Rare Disease Spotlight

Coffin-Siris Syndrome

Coffin-Siris Syndrome

A rare genetic condition affecting development of the fifth fingers/toes, facial features, and cognitive ability.

Connection: Genetic & chromosomal awareness

Overview

Coffin-Siris syndrome (CSS) is a rare genetic condition caused by changes in the genes that make up the BAF (also called SWI/SNF) chromatin remodeling complex, most often a gene called ARID1B. Kids with CSS usually have developmental delay or intellectual disability, distinctive facial features, sparse scalp hair with thick eyebrows, and underdeveloped or missing pinky fingernails and the tip bones of the pinky fingers.

Impact

Children with CSS typically have moderate to severe intellectual disability, feeding problems that often need tube feeding in infancy, low muscle tone, and frequent infections, all of which ask a lot of caregivers. Many kids also have epilepsy, autism features, ADHD, and anomalies in other organs, so families end up juggling a long list of specialists, and the lifelong nature of the condition shapes school, independence, and what adult support will look like.
......
● PROBLEMS AND TASKS
1. According to the Coffin-Siris syndrome spotlight, which gene is most often changed in this condition?
2. Do these statements agree with the Coffin-Siris syndrome spotlight? (a) The condition comes from changes in genes of the BAF chromatin remodeling complex. (b) Children with the condition typically have mild intellectual disability. (c) Kids with the condition usually have thick scalp hair.

● INPUT DATA
......
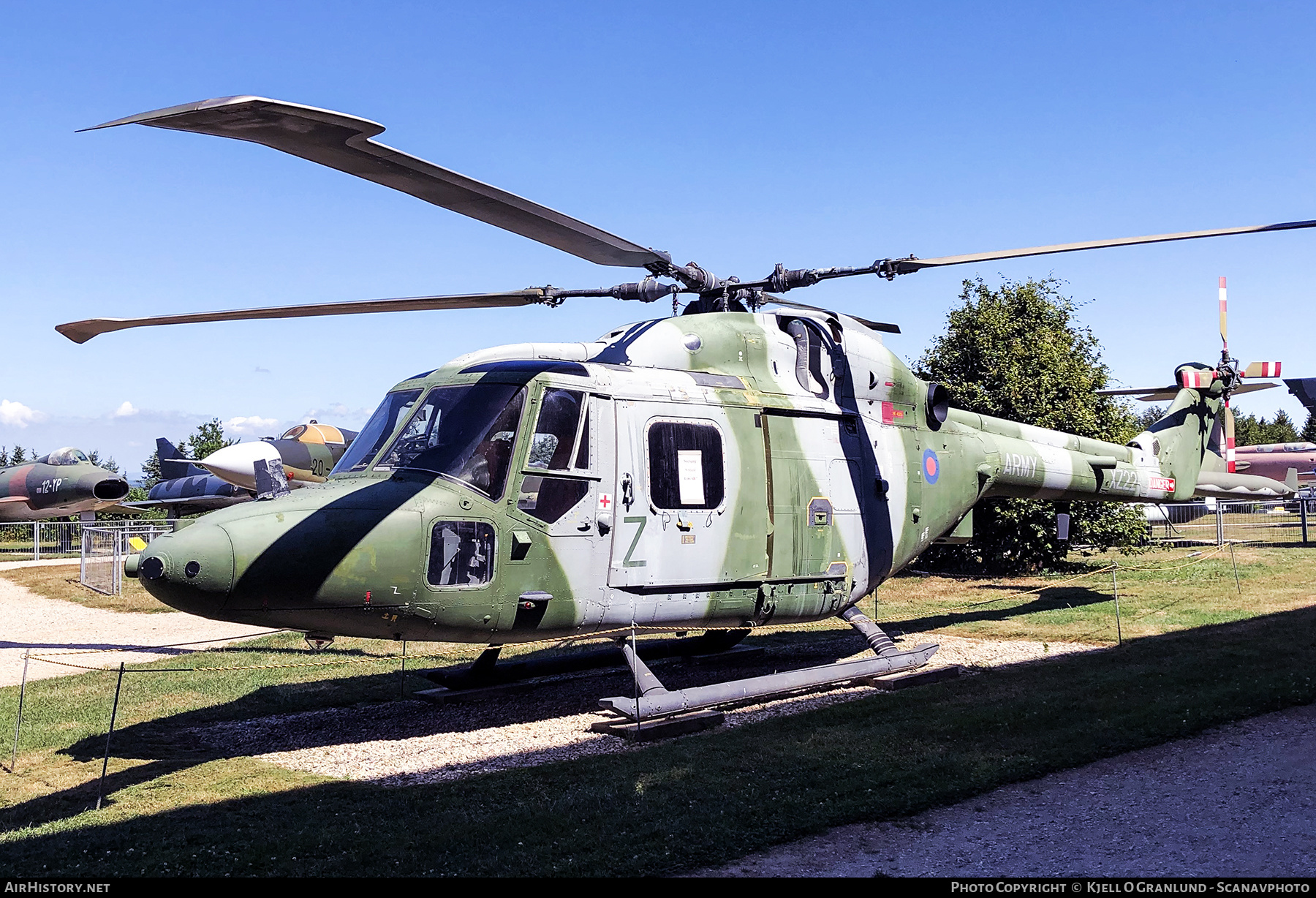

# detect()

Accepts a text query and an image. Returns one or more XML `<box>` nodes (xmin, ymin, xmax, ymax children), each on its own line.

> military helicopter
......
● EXERCISE RESPONSES
1. ARID1B

2.
(a) Yes: "caused by changes in the genes that make up the BAF (also called SWI/SNF) chromatin remodeling complex"
(b) No: "typically have moderate to severe intellectual disability"
(c) No: "sparse scalp hair with thick eyebrows"